### WHAT IS BEING ASKED
Would you reproduce, word for word, only the lines running from the top of the data through the line containing "Label: tall grass", and none of the pictures?

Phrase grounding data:

>>>

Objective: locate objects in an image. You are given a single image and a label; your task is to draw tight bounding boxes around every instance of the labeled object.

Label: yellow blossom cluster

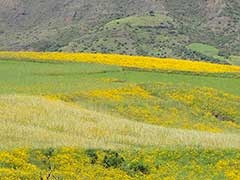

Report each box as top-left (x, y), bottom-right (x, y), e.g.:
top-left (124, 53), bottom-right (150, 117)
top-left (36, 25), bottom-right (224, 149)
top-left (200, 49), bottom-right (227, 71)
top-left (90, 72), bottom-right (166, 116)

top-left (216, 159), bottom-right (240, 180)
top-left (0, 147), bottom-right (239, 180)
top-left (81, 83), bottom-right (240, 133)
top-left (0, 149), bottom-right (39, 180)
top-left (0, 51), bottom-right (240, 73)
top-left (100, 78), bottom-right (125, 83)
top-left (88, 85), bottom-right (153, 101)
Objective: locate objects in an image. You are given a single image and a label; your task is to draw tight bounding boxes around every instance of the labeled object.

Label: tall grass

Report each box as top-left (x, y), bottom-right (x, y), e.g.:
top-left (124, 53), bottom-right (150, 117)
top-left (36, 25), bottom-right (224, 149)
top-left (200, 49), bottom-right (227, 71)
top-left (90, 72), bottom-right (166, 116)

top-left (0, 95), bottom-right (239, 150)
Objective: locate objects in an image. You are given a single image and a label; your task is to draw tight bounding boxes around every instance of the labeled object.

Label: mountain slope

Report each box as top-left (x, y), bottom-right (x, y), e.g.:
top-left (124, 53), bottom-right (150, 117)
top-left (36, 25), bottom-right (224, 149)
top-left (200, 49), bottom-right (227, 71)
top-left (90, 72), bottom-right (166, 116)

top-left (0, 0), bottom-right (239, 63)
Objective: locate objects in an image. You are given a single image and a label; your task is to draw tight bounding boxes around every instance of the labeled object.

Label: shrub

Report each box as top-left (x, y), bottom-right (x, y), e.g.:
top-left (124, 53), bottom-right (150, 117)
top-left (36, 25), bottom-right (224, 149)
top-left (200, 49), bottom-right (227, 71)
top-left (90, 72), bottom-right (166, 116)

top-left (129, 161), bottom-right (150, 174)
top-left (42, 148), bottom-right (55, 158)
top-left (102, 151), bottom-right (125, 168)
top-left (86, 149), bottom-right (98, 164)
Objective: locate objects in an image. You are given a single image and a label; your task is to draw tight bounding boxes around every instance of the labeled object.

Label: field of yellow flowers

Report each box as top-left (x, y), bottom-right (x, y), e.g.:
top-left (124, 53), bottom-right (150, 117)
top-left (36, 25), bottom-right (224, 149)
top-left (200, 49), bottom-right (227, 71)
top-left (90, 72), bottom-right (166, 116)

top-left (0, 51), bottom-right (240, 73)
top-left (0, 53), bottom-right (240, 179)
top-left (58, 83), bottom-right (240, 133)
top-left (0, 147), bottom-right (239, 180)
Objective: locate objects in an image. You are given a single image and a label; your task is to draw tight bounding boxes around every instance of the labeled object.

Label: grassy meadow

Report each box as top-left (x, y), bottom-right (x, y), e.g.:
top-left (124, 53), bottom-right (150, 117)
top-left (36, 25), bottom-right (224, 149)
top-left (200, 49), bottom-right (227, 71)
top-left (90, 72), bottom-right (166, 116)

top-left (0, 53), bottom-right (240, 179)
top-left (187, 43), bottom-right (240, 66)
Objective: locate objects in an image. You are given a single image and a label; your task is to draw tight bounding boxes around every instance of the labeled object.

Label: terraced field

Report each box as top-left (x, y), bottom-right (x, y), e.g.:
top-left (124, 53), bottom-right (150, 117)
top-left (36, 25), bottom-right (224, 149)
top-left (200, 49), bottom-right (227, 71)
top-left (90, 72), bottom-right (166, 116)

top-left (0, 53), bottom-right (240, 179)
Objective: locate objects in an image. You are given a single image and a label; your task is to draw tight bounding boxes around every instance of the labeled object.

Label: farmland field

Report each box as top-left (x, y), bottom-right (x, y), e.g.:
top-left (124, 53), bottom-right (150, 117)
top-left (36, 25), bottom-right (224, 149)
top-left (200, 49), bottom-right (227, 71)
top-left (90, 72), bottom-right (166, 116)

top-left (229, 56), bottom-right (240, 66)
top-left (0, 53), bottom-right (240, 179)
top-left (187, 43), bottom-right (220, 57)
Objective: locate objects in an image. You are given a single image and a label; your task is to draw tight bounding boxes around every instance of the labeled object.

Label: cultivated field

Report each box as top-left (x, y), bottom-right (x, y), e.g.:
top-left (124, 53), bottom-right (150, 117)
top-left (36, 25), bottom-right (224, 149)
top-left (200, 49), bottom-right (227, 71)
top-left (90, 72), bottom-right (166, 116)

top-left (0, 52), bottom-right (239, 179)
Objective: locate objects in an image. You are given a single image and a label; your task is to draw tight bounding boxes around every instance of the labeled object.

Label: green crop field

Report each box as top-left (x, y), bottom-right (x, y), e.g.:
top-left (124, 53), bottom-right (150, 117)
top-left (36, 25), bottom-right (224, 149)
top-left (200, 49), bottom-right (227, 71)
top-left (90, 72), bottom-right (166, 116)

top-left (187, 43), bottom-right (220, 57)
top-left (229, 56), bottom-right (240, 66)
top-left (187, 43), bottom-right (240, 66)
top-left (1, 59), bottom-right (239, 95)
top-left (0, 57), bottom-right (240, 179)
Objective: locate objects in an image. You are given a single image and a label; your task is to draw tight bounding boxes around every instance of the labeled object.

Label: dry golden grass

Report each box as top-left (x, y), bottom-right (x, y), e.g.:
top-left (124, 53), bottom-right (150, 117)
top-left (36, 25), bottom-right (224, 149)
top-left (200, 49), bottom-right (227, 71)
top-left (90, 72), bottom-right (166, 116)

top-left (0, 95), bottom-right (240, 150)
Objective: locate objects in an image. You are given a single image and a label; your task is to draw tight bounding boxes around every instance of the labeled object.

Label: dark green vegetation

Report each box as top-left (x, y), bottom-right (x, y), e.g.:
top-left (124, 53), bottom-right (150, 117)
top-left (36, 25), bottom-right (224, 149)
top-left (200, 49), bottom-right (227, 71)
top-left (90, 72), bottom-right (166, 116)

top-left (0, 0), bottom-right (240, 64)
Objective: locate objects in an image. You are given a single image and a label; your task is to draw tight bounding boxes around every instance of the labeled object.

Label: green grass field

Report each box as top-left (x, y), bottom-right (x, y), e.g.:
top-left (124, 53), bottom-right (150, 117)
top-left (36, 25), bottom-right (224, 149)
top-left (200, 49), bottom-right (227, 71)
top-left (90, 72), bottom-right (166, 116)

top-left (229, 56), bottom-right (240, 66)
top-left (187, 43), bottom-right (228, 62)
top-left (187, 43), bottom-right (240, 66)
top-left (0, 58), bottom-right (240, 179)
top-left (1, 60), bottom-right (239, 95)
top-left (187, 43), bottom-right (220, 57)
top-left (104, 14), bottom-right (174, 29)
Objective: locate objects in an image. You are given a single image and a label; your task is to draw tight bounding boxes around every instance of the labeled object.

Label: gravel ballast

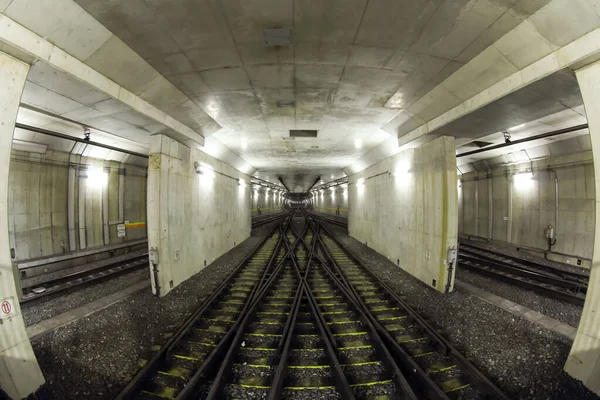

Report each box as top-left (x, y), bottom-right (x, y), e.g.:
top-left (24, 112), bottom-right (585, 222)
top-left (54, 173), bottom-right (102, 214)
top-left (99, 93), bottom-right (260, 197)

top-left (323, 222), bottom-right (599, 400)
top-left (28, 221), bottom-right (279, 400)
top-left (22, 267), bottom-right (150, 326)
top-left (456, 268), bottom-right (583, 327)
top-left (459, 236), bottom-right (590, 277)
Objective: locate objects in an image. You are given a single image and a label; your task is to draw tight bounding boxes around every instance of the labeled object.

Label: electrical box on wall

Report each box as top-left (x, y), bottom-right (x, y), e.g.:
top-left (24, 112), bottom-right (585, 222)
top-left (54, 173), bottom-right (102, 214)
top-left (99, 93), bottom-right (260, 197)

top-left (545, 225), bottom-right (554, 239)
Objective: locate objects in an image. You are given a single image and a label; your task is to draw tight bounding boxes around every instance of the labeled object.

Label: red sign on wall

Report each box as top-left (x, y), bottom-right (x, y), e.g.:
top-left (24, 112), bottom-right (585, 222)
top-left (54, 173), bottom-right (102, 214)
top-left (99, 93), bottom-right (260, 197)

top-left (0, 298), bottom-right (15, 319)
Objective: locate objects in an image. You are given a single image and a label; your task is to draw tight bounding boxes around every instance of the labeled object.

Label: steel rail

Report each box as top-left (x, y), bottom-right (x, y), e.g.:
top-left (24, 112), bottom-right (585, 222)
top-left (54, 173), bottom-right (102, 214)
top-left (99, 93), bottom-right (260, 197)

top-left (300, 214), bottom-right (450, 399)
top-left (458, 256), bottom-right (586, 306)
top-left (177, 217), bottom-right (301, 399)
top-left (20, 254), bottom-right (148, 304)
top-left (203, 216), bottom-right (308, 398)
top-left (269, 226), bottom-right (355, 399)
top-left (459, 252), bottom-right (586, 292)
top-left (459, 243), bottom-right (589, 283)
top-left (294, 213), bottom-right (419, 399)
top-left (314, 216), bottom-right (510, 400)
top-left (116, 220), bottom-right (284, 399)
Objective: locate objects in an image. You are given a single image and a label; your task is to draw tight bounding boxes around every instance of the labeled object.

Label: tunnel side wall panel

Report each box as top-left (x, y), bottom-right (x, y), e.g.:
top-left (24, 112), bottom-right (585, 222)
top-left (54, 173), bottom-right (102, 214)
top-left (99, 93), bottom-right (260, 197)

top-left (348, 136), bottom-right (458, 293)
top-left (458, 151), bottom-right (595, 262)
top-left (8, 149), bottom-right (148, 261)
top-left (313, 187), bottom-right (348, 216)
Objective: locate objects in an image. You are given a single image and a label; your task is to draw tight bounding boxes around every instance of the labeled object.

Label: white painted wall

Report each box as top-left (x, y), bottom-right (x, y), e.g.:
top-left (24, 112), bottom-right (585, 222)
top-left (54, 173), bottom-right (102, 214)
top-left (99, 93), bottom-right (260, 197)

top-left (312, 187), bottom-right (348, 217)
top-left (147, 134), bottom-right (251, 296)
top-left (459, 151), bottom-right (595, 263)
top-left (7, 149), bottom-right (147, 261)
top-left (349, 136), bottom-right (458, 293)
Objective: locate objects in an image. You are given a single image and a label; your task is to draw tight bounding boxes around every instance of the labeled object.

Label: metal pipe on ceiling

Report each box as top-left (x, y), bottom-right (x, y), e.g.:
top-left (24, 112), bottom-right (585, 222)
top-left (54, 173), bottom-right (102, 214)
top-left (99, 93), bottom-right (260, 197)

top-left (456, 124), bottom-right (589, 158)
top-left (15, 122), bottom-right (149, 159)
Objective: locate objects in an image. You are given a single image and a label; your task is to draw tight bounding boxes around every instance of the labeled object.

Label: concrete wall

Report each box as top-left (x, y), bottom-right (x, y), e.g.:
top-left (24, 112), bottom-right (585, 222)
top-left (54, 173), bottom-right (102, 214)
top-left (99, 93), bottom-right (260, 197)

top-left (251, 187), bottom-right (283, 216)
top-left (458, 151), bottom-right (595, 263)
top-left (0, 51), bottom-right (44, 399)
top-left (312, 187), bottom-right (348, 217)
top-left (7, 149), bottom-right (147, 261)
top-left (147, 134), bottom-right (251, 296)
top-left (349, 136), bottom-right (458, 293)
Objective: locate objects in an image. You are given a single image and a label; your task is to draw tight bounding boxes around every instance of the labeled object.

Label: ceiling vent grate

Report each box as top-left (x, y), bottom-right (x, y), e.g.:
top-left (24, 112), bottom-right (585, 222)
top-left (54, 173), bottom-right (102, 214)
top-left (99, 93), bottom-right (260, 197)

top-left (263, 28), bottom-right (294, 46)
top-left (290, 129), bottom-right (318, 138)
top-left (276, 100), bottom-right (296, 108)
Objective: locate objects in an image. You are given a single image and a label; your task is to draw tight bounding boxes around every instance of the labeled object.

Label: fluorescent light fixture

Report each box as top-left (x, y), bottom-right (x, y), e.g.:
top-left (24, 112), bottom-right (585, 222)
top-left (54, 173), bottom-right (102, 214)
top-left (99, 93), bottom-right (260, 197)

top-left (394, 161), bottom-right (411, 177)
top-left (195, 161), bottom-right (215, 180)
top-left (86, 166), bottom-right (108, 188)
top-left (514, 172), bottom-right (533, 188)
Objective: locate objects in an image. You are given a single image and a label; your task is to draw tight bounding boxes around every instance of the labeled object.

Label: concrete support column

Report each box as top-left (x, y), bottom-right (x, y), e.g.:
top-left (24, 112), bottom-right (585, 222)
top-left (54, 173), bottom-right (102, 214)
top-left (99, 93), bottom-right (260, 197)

<<<

### SOLUTION FOR THIS TASK
Objective: locate objects in an image. You are given a single image and a label; your task is to draw tight bounding boxes around every instance of the labeled object.

Label: yellow blossom cluster


Report each box as top-left (x, y), bottom-right (x, y), e.g.:
top-left (124, 53), bottom-right (150, 117)
top-left (36, 25), bottom-right (224, 149)
top-left (200, 49), bottom-right (227, 71)
top-left (90, 72), bottom-right (166, 116)

top-left (216, 159), bottom-right (240, 180)
top-left (0, 147), bottom-right (239, 180)
top-left (81, 83), bottom-right (240, 133)
top-left (0, 149), bottom-right (39, 180)
top-left (0, 51), bottom-right (240, 73)
top-left (100, 78), bottom-right (125, 83)
top-left (88, 85), bottom-right (153, 101)
Objective: locate objects in an image. You are given a single image and a label; your task is to draw tight bounding boxes around every instance of the labeled object.

Label: tall grass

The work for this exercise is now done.